| Exercise instructions |
Among the entries below, find the line with "Camera-trap tally: mark every instance of the black", then quote it and each following line up to and including the line with "Camera-trap tally: mark every instance of the button", and nothing else.

**** Data supplied

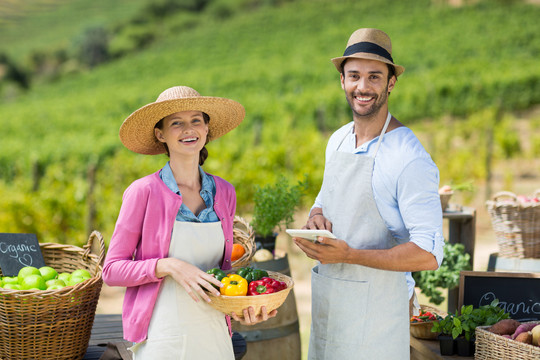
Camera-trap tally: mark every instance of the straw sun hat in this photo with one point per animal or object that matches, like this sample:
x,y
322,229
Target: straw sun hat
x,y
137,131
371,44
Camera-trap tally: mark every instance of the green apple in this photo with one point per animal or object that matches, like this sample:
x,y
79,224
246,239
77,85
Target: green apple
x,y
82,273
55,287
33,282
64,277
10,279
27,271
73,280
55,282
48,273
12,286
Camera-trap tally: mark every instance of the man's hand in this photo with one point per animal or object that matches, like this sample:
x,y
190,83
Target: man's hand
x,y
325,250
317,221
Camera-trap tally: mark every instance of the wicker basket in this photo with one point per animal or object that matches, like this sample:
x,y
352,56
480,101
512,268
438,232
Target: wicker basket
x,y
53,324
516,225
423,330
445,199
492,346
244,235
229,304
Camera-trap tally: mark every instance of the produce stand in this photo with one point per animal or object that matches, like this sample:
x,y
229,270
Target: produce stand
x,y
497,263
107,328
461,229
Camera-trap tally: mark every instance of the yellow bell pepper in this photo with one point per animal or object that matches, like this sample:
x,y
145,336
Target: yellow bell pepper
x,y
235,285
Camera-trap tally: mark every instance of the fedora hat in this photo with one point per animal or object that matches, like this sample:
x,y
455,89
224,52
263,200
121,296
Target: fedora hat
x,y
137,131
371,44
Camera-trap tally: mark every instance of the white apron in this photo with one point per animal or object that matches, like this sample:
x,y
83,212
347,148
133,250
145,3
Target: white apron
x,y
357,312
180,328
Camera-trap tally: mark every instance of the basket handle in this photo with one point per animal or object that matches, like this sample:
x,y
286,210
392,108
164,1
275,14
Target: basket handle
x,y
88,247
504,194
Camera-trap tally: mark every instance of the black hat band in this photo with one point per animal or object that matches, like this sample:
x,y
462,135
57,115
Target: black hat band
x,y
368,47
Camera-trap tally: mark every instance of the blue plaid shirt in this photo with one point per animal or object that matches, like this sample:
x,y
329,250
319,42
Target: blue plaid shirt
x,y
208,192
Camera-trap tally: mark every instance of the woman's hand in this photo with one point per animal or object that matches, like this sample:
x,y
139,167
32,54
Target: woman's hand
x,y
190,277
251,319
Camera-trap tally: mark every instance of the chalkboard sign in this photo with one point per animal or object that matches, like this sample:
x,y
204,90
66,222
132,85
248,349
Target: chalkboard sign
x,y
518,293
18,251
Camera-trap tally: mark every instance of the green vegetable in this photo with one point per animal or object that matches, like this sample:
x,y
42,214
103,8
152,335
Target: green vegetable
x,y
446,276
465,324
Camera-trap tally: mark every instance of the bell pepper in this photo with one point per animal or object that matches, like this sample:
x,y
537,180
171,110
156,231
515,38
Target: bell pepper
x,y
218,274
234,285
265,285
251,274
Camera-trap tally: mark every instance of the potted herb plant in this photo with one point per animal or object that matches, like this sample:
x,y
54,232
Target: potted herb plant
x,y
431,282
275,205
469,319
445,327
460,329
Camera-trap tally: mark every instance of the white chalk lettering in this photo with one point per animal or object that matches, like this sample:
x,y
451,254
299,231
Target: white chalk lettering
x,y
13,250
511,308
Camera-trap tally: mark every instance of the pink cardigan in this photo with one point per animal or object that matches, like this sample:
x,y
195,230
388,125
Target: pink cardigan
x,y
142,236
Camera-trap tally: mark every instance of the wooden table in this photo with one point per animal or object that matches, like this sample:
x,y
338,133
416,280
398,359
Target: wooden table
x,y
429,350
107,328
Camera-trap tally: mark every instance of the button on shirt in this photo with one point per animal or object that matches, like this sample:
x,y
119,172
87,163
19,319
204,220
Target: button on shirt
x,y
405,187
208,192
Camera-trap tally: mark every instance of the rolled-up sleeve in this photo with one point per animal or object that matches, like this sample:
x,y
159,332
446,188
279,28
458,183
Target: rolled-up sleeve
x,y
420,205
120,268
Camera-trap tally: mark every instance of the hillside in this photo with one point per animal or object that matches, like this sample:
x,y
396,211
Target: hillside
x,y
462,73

********
**** Data supplied

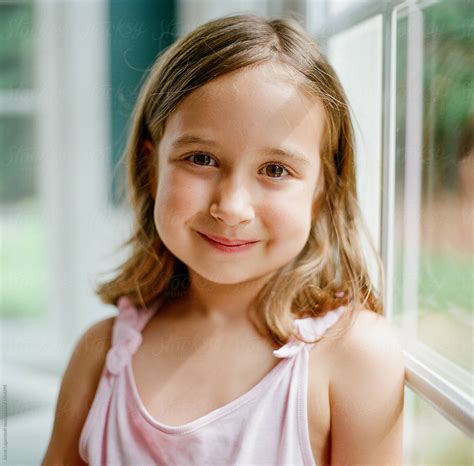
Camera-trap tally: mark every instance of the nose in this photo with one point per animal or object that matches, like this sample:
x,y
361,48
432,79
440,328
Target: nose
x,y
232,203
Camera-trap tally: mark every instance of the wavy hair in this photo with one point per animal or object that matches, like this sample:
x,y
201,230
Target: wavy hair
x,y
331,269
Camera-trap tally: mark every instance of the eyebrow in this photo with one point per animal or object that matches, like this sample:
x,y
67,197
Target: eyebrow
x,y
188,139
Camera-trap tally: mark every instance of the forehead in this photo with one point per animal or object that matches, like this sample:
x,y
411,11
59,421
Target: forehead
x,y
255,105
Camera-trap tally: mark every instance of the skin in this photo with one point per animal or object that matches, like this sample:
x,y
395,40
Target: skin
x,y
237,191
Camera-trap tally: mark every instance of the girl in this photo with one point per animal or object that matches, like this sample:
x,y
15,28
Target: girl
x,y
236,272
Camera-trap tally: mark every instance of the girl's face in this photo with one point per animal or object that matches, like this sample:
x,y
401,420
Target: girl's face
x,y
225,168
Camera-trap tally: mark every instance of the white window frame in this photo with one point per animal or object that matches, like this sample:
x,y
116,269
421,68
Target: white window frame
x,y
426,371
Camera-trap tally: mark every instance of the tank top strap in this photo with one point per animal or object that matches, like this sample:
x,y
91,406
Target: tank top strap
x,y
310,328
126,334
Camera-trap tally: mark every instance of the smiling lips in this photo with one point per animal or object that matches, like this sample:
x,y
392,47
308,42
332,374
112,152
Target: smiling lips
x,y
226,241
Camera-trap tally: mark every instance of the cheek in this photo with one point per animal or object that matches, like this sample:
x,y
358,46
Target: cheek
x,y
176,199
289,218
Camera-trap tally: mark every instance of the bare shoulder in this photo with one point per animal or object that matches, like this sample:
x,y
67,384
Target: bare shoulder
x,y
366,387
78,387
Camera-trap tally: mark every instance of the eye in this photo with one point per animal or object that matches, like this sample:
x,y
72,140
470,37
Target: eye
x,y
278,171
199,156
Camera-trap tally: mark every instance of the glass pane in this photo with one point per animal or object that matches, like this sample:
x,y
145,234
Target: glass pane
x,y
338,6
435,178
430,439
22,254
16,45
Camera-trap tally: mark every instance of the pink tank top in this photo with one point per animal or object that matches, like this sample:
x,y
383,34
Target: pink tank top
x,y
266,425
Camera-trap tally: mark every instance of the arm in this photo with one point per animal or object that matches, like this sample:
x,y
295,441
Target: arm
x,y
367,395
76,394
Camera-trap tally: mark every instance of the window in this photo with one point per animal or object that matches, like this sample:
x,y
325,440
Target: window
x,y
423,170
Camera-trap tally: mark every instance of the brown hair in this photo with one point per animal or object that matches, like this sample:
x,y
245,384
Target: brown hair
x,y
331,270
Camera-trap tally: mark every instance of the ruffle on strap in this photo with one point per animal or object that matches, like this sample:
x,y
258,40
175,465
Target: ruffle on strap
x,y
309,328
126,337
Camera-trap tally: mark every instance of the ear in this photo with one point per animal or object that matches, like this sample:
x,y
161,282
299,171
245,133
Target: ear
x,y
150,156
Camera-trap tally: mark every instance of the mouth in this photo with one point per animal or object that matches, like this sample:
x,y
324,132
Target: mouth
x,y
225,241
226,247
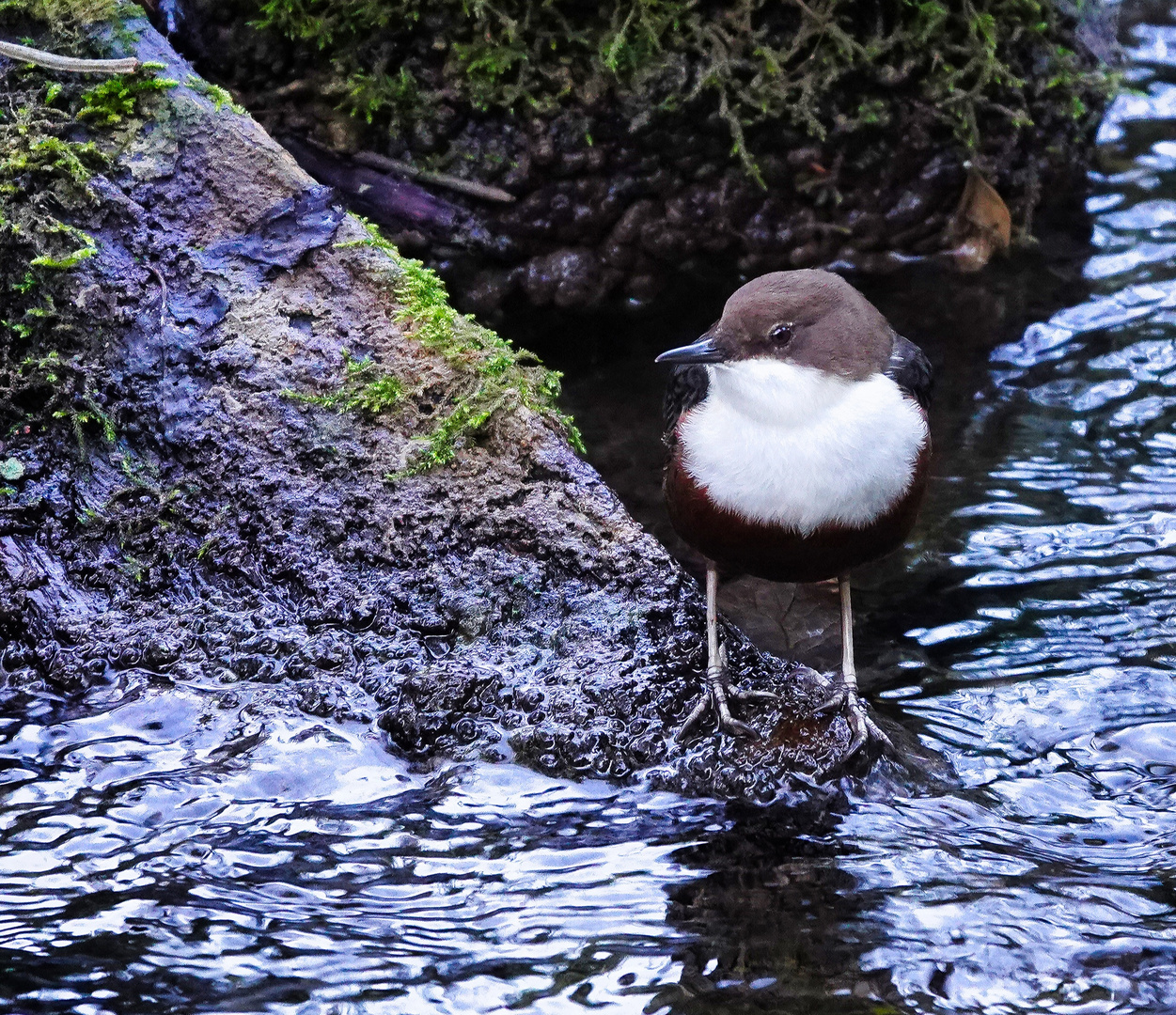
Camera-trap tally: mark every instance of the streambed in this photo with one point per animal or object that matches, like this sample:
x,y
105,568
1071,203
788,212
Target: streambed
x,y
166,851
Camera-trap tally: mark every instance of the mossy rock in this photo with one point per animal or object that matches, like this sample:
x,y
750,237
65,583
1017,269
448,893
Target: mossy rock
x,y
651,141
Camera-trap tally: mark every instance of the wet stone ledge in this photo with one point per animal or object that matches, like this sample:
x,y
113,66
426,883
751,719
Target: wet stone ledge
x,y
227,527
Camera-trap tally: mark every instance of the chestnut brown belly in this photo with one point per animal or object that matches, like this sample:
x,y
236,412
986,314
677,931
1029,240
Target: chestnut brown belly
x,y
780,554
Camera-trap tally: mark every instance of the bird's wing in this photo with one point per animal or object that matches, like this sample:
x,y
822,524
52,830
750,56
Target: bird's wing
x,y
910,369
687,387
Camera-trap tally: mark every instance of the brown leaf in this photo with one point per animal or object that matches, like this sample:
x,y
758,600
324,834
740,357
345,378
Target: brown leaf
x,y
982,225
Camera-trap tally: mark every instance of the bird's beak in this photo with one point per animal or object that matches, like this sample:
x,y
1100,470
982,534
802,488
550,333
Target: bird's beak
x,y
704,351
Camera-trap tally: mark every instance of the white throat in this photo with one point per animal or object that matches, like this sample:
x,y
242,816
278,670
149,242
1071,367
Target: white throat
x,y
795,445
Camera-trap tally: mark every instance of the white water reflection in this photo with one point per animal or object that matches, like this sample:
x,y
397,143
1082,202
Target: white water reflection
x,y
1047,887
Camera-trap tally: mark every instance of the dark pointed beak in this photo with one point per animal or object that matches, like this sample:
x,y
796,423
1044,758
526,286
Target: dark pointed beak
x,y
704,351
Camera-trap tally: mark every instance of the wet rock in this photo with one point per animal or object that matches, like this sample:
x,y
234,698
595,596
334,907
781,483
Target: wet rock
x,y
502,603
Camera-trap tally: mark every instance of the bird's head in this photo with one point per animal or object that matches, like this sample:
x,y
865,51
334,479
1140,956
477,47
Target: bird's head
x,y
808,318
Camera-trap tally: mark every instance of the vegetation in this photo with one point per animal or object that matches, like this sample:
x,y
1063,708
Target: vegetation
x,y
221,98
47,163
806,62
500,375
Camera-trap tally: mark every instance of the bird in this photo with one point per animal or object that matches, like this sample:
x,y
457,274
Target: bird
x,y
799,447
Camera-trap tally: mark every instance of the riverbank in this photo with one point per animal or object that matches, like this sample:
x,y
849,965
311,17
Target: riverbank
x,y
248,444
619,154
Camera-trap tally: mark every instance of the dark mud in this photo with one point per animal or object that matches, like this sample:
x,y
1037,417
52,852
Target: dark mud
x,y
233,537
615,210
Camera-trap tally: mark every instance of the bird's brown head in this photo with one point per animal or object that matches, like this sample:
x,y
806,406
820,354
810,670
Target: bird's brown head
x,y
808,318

********

| Exercise result |
Camera-trap tally: mark every instance of the black hat band in this photo with one point per animal or object that matches, like this sample:
x,y
462,135
57,115
Target: black hat band
x,y
368,47
Camera-trap tally: mark every instance of the blue plaid shirt in this photo with one point per animal or object that matches, like this sample:
x,y
329,250
319,42
Target: blue plaid shirt
x,y
208,192
Camera-trap tally: mark every instance of the woman's hand in this photo with one point per animal or object that matches, like this sample:
x,y
139,167
32,54
Target: woman's hand
x,y
190,277
251,319
Camera-trap tally: mark every instance of the chalkboard sign in this photo with one point per animal or object that matches, like this sample:
x,y
204,90
66,222
132,85
248,349
Target: chalkboard sign
x,y
518,293
18,251
Camera-trap tally: mark every instance of the green vegetable in this photo with one point per animal or object that matches, like this sample:
x,y
42,214
103,8
152,335
Target: green vegetable
x,y
446,276
465,324
Camera-trap tally: mark every instance of the bell pepper in this photo with one point per animal or object that matches, like this sample:
x,y
537,180
171,110
156,231
515,38
Target: bell pepper
x,y
218,274
234,285
265,285
251,274
Camera-trap tally: mark every instance of the potted herb plant in this photo with one point per animal or object that matches, like this sample:
x,y
54,232
Target: potted herb plant
x,y
431,282
275,205
469,319
445,327
460,329
Camera-trap tally: mark every instance of the white chalk lettering in this photo with one point per animal or object that matches, like this sample:
x,y
451,254
299,231
Target: white chalk lettering
x,y
13,250
511,308
Camera-trap tally: mark every instance of the pink cardigan in this photo with one point per animal or object that matches, like this sample:
x,y
195,230
388,125
Target: pink cardigan
x,y
142,236
Camera-trap tally: mark every instance of the wooden table in this photo with one point per animal or object that matches, like this sample:
x,y
338,133
416,280
398,359
Target: wooden table
x,y
429,350
107,328
Camera-trap tally: mark every instance of the button on shirt in this photo with one point per animal or object that matches, like this sample:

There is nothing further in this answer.